Nothing in the records should differ when they are repeated. Restate them word for word.

MATERIAL SUPPLIED.
========================

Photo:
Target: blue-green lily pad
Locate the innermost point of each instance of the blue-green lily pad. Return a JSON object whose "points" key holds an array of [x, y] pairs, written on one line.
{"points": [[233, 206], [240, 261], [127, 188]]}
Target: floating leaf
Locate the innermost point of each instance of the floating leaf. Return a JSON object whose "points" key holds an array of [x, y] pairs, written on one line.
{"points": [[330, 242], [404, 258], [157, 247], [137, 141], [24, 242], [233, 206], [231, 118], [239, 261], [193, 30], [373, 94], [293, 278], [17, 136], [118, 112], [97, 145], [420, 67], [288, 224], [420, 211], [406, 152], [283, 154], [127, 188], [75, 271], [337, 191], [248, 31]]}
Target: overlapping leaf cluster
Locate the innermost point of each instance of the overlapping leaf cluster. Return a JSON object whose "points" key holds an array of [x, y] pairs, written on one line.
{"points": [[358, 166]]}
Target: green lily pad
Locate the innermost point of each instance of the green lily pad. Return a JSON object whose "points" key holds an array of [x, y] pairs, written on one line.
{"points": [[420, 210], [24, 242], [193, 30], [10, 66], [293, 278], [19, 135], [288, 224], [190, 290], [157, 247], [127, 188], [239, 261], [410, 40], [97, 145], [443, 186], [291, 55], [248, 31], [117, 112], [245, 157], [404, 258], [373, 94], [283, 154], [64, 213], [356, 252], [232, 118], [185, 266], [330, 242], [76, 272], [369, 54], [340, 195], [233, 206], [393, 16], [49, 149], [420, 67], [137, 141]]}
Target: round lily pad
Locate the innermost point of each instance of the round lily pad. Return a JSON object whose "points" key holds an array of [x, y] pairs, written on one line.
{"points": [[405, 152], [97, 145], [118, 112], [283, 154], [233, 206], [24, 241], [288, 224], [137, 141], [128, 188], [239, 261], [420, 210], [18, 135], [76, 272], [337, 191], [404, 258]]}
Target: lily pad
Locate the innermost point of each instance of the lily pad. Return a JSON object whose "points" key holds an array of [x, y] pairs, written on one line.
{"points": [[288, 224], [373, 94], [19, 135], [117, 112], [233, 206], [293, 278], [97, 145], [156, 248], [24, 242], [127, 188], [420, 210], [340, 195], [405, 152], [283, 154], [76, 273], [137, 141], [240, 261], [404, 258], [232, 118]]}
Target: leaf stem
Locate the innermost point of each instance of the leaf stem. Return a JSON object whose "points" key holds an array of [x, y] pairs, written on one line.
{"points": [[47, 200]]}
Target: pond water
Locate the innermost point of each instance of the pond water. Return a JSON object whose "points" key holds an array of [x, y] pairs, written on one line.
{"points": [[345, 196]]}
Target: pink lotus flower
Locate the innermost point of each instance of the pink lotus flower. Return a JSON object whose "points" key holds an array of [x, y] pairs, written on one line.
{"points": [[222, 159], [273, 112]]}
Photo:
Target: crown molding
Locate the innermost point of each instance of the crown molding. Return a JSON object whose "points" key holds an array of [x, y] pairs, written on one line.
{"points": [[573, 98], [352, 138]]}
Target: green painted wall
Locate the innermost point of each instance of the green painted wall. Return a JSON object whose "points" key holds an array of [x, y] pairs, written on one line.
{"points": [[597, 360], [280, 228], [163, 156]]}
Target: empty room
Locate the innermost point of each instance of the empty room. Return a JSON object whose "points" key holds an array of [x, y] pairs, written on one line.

========================

WRITTEN REPLY.
Photo:
Target: blue-green lily pad
Locate the innermost point of each instance of the blue-green lily pad. Return a JSON object whose "points" key holds an array of [x, y] pairs, written on one line.
{"points": [[233, 206], [240, 261], [127, 188]]}
Target: floating leaf
Locate the innermost point of each instance of the floating leaf. Return a JSON object whose "points" key holds an array of [x, y] pairs, written on one line.
{"points": [[330, 242], [404, 258], [157, 247], [137, 141], [24, 242], [233, 206], [231, 118], [239, 261], [193, 30], [373, 94], [293, 278], [17, 136], [118, 112], [97, 145], [420, 67], [288, 224], [420, 211], [406, 152], [283, 154], [127, 188], [75, 271], [337, 191], [248, 31]]}
Target: overlapping leaf cluster
Locate the innermost point of each instance of the overlapping leaf cluster. Return a JSON object whose "points" key holds an array of [x, y] pairs, written on one line.
{"points": [[358, 166]]}
Target: green lily pad
Locate the innermost point of each instance of the green lily pad. Return a JSON object whose "points" key holds an array of [x, y] pairs, written on one line.
{"points": [[420, 210], [24, 242], [193, 30], [10, 66], [293, 278], [19, 135], [288, 224], [190, 290], [157, 247], [127, 188], [239, 261], [410, 40], [97, 145], [443, 186], [291, 55], [248, 31], [117, 112], [245, 157], [404, 258], [373, 94], [283, 154], [64, 213], [356, 252], [232, 118], [185, 266], [330, 242], [76, 272], [369, 54], [340, 195], [233, 206], [393, 16], [49, 149], [420, 67], [137, 141]]}
Target: round lily pad
Locate the innermost point of each instance of the round lily pad. Return a JSON object whose "points" key holds an array of [x, y] pairs, written on one line.
{"points": [[405, 152], [97, 145], [118, 112], [283, 154], [233, 206], [24, 241], [288, 224], [137, 141], [128, 188], [239, 261], [420, 210], [18, 135], [76, 272], [337, 191], [404, 258]]}
Target: lily pad
Locate the innermost point of each instance of the lily pad. Return a JSON object whose "points" key holds an array of [x, y] pairs, written on one line.
{"points": [[288, 224], [373, 94], [19, 135], [117, 112], [233, 206], [293, 278], [97, 145], [156, 248], [24, 242], [127, 188], [420, 210], [340, 195], [405, 152], [283, 154], [76, 273], [137, 141], [240, 261], [404, 258], [232, 118]]}
Target: leaf stem
Locate the innermost point of each instance of the leaf stem. Return a JSON object whose "points" key holds an array of [x, y] pairs, written on one line.
{"points": [[47, 200]]}
Target: pond water
Locate the innermost point of each instance of the pond water. Return a JSON object whose "points" key holds an array of [x, y] pairs, written on one line.
{"points": [[345, 196]]}
Target: pink lotus flower
Locate the innermost point of each instance of the pink lotus flower. Return a JSON object whose "points" key holds an array of [x, y] pairs, written on one line.
{"points": [[222, 159], [273, 112]]}
Photo:
Target: crown molding
Locate the innermost point of each instance of the crown molding. Return a JSON object whose "points" key holds an array of [x, y] pairs, written on one line.
{"points": [[573, 98], [352, 138]]}
Target: green painted wall
Locate the innermost point of each instance of the green painted wall. Return a JSON object whose "points" key holds an array of [x, y] pairs, written on one line.
{"points": [[597, 360], [280, 228], [163, 156]]}
Target: empty room
Locate the innermost point of each instance of the empty room. Return a JSON object whose "points" key holds an array of [x, y] pairs, written on one line.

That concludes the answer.